**Actions to take:**
1. Could you reproduce the part of the piece on breastfeeding at a wedding that begins at the words "The younger crowd" and stops after "eat it, too."?
2. In the piece on breastfeeding at a wedding, what are all the details that describe the group of older guests a woman muttered to?

**Document passage:**
=-=-=-=-=

Midlife Cabernet: When Public Breastfeeding is Expressed in Good Taste
I recently attended an elegant wedding at a seaside resort where the gift table and the guests were well-endowed. However, there was some engorged indignation at the reception as two perky women nursed their babies without discreetly covering the bobbing heads of the darling sucklings. One of the bridesmaids conveniently wore a strapless gown to easier facilitate the moveable feast.
Reaction to the public display of liberal lactation ranged from frothed and pumped up annoyance to flowing praise for the natural and healthy nourishment between the mother and child reunion. It sucks to be criticized for using a supply-on-demand device for its original purpose.
“Oh, my, I must warn Harold not to go over there,” a woman muttered to a group of older guests with permed hair, lace hankies, and sensible shoes. “I haven’t seen this many bare breasts since I watched a National Geographic documentary about African tribes.”
“In my day we discreetly fed our babies under a blanket, and my mother hired a nurse maid for her children,” snorted another lady. “Things were more civilized back then.”
They murmured, nodded their heads, and clucked their tongues. Meanwhile, Harold and his buddies were sneaking peeks around the corner and clutching their sunken chests as faint mammary memories dribbled into their thoughts.
The younger crowd seemed nonchalant and didn’t latch onto the uncomfortable tension that leaked into the room. They laughed the night away, draining jugs of wine until they acted like boobs. To insure that the event wasn’t a total bust, they danced through the spot so the hooters could hoot, the knockers could knock, and the stranded friends could wean themselves away from the dried up and sagging patrons. In a final tit-for-tat, the young adults pulled the older folks out of their bondage and onto the dance floor to lift and separate their drooping spirits.
By then, the contented babies were asleep and the milked mothers had a few hours to pad themselves and dance the Fandango until the cows came home. That way, they could have their wedding cake and eat it, too.

=-=-=-=-=

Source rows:
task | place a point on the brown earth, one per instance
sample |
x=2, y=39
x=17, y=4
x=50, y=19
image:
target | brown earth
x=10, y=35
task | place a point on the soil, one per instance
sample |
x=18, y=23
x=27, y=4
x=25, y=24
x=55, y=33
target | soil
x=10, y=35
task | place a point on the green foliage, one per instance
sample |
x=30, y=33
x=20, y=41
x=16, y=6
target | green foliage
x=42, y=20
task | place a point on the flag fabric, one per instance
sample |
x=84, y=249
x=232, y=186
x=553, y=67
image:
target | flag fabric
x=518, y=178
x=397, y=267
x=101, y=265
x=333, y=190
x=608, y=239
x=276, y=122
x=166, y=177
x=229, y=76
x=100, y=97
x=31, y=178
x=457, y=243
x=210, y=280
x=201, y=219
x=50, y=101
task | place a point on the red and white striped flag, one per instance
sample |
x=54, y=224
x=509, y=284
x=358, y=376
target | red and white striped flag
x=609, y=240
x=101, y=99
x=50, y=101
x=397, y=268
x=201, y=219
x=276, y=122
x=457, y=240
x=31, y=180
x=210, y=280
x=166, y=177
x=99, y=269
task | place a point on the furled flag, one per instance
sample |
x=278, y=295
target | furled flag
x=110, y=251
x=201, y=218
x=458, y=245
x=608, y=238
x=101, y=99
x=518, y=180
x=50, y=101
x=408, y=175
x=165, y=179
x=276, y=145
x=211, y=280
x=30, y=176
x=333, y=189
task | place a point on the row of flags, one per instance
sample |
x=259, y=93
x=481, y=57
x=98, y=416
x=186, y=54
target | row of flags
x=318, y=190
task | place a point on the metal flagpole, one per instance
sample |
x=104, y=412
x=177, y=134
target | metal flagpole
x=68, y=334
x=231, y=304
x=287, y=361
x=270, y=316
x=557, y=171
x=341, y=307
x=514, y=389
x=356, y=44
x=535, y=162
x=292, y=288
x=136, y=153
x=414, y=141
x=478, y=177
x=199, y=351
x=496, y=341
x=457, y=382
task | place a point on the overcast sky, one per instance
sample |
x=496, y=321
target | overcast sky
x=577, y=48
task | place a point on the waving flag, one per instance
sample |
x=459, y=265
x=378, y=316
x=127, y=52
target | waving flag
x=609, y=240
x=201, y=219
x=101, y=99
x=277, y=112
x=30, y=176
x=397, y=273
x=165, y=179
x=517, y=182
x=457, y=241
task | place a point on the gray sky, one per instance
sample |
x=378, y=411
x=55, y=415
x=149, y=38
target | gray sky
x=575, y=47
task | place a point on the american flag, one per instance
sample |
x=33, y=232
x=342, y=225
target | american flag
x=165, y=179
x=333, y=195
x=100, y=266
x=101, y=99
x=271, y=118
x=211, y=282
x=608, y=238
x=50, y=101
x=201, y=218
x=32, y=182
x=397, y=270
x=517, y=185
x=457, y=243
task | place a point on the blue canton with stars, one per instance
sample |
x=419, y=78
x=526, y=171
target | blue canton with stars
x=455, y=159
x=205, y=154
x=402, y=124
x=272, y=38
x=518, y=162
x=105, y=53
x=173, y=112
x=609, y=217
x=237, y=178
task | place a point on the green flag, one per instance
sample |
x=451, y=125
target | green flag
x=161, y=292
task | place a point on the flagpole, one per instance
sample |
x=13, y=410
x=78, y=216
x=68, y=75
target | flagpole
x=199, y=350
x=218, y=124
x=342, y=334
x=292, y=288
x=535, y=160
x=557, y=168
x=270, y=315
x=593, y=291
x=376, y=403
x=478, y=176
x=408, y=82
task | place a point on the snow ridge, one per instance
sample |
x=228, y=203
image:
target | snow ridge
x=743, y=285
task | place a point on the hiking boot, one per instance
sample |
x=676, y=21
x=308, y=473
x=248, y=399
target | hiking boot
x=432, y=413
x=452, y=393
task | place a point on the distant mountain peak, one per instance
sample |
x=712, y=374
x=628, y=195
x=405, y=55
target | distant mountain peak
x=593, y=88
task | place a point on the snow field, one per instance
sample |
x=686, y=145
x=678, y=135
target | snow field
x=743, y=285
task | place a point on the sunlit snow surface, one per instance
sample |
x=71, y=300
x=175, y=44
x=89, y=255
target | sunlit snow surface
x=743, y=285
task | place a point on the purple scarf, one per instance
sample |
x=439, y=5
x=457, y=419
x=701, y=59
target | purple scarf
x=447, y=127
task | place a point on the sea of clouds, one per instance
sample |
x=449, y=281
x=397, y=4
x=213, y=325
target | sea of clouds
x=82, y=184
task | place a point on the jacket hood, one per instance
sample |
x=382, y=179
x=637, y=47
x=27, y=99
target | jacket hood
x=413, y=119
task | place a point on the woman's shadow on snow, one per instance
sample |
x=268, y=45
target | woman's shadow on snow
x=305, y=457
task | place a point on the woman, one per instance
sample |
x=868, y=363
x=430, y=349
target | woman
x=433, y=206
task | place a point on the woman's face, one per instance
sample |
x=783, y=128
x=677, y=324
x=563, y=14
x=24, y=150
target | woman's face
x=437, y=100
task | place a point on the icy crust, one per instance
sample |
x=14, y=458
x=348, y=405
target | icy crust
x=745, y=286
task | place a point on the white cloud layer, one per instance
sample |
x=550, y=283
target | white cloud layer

=-=-=-=-=

**Problem solutions:**
1.
The younger crowd seemed nonchalant and didn’t latch onto the uncomfortable tension that leaked into the room. They laughed the night away, draining jugs of wine until they acted like boobs. To insure that the event wasn’t a total bust, they danced through the spot so the hooters could hoot, the knockers could knock, and the stranded friends could wean themselves away from the dried up and sagging patrons. In a final tit-for-tat, the young adults pulled the older folks out of their bondage and onto the dance floor to lift and separate their drooping spirits.
By then, the contented babies were asleep and the milked mothers had a few hours to pad themselves and dance the Fandango until the cows came home. That way, they could have their wedding cake and eat it, too.

2.
- permed hair
- lace hankies
- sensible shoes